◆ Task goal: Could you rescale the records below? Give every line again except the pictures, with each reviewer note unchanged and each coordinate in the answers multiplied by 0.95 and rounded to a whole number, halves rounded up.

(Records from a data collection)
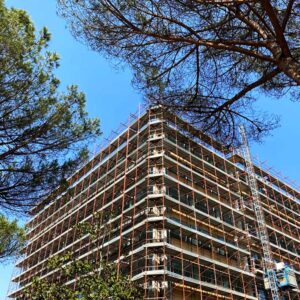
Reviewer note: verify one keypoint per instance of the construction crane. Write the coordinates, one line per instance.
(268, 262)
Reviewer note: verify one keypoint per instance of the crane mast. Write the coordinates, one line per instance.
(268, 263)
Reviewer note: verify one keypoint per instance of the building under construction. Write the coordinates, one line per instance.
(191, 218)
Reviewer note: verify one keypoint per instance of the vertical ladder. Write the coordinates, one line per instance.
(268, 263)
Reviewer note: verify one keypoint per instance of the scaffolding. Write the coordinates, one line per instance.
(183, 225)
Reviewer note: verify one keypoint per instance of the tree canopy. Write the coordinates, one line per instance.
(44, 131)
(12, 239)
(204, 58)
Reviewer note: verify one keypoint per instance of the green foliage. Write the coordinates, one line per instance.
(12, 238)
(95, 279)
(44, 131)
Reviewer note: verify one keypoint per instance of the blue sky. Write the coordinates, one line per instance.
(111, 97)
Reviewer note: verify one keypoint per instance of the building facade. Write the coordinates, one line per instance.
(180, 214)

◆ Result below:
Reviewer note: verify one keypoint per instance of the construction crane. Write the coordinates, one line per instance.
(255, 249)
Reviewer note: verify one keypoint per instance of the crane mast. Write the coordinates, one line per instance.
(255, 250)
Reviewer note: verify one keypoint per instance of the building under construction. Write the coordinates, one line per instance.
(181, 207)
Reviewer note: verify one keypoint per instance of the vertical ladder. Write the coordinates, one line per instance.
(255, 250)
Reviewer note: verify one keypoint per instance of the scaffolding. Write the coordinates, one line per instance.
(174, 214)
Reviewer note: verify one keypoint per instance of the tree canopy. Write the coordinates, one line per instance.
(42, 124)
(11, 227)
(194, 55)
Reviewer note: verify one keypoint per instance of the green foliage. Write the coordinates, one line per instance.
(11, 226)
(90, 265)
(42, 124)
Reviewer note: verify one keypoint per instance of the blue sky. Write the coordinates, one line per instance.
(105, 92)
Reviewer note: verify one keypoint per instance of the building facade. Write the coordinates, one line per instance.
(171, 203)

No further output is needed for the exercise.